__Task goal__
Return each line of the data that contains the word "chair", copied in full.

__Records for this exercise__

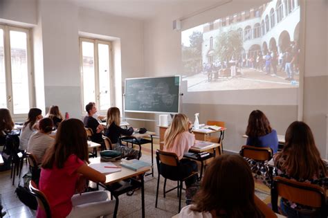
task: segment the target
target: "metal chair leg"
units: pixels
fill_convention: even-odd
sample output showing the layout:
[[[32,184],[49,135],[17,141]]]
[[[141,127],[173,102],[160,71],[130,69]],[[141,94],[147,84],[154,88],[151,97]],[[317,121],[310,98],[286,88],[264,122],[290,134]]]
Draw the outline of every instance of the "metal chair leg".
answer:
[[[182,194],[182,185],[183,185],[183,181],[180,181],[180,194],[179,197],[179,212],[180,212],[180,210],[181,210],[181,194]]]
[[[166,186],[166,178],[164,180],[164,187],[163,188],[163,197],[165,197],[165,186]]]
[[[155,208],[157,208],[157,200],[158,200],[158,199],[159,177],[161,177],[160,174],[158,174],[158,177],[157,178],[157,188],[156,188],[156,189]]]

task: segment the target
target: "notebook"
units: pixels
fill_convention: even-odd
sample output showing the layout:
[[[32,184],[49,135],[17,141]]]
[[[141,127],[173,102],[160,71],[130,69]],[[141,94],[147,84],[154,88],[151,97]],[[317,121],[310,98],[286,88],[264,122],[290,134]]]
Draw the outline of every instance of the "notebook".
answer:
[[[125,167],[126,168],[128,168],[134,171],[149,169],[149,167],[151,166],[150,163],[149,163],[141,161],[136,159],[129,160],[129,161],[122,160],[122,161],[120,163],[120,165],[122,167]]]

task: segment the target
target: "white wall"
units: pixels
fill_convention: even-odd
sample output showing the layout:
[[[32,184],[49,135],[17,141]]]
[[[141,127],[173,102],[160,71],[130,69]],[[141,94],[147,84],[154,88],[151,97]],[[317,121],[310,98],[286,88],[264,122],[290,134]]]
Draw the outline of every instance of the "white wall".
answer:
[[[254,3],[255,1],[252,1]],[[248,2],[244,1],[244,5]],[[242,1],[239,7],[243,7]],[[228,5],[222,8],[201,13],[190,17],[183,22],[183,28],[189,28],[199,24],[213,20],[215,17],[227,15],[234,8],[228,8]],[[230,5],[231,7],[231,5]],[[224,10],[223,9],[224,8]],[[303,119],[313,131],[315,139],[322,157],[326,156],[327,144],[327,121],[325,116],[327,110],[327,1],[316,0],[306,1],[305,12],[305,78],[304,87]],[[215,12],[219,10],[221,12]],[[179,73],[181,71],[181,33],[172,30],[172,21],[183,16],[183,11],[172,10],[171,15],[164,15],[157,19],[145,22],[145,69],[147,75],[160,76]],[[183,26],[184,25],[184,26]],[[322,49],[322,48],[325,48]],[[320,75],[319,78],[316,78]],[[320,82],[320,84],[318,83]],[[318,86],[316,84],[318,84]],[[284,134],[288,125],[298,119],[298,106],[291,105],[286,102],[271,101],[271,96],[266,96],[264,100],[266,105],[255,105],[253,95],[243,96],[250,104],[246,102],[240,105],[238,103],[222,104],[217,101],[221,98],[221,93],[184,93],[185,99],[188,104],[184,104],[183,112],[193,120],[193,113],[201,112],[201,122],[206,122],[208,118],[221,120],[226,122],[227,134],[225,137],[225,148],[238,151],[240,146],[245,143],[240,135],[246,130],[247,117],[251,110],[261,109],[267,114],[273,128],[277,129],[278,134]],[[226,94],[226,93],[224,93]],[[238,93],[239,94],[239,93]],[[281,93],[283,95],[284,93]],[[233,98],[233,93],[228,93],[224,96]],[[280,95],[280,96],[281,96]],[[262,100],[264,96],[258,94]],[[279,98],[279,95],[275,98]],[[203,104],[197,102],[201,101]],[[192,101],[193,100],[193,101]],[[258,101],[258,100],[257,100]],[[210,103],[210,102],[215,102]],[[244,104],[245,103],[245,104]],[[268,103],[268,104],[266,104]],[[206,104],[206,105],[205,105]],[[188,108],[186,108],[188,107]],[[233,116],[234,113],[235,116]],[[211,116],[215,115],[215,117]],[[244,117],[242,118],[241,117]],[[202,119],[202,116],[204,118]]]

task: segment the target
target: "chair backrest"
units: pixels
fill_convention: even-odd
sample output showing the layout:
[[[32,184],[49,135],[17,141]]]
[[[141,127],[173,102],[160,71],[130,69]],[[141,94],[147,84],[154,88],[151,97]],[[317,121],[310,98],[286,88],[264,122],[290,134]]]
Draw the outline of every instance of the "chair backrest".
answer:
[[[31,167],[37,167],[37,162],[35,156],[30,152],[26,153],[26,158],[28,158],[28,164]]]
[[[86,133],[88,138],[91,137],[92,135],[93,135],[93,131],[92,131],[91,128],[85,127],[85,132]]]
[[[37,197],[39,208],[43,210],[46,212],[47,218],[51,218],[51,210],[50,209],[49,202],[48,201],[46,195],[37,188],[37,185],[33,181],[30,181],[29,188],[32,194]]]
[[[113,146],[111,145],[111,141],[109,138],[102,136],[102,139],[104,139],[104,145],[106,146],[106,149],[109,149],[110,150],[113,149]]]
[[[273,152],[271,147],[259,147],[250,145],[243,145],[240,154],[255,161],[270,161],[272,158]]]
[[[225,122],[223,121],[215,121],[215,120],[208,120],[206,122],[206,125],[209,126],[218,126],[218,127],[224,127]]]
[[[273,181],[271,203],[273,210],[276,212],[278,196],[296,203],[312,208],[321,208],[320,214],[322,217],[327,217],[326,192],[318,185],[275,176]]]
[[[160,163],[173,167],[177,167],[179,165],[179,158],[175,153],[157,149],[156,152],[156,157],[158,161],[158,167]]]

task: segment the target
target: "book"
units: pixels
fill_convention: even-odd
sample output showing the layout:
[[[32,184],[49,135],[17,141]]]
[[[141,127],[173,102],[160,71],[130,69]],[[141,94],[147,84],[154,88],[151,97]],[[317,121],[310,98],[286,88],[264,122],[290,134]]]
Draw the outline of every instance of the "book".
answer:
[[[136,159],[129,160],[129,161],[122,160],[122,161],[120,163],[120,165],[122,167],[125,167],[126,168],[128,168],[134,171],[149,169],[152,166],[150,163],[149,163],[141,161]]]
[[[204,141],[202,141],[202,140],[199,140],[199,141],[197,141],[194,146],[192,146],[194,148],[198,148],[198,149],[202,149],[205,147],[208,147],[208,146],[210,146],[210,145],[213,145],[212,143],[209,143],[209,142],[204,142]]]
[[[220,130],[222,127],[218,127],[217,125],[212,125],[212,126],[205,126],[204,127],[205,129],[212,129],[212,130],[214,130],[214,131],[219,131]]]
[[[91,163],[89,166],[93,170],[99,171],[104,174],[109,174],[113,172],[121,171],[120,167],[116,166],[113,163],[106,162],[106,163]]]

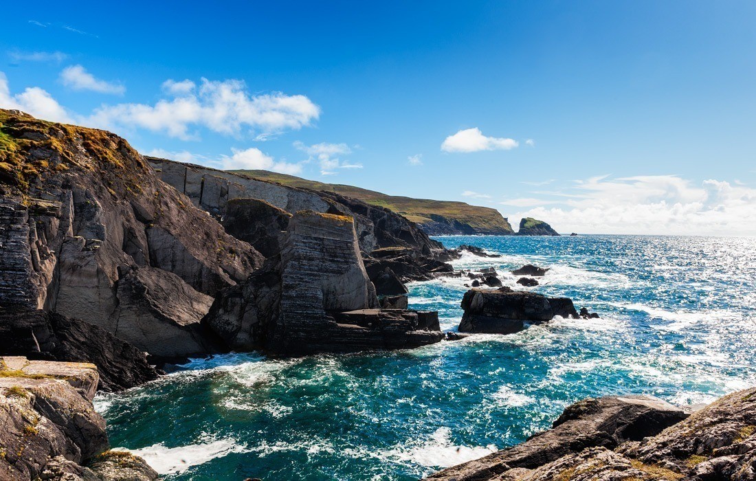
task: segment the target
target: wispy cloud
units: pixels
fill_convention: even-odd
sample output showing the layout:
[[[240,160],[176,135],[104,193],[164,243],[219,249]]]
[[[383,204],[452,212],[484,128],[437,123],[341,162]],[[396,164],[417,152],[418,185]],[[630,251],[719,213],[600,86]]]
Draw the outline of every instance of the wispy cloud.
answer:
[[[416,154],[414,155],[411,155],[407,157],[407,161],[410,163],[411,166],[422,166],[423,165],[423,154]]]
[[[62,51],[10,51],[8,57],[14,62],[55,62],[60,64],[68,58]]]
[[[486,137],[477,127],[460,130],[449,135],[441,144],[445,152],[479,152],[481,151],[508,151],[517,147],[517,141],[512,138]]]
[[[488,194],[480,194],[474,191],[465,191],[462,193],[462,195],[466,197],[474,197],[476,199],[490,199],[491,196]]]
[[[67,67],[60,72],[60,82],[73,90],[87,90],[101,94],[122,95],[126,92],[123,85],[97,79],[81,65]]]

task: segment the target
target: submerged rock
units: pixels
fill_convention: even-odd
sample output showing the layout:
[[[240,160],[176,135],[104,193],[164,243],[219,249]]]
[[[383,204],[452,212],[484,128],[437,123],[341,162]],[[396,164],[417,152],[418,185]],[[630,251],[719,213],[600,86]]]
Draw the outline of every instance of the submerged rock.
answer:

__Answer__
target: "metal chair leg"
Draw the outline of every instance of the "metal chair leg".
target: "chair backrest"
Draw the outline of every instance of the "chair backrest".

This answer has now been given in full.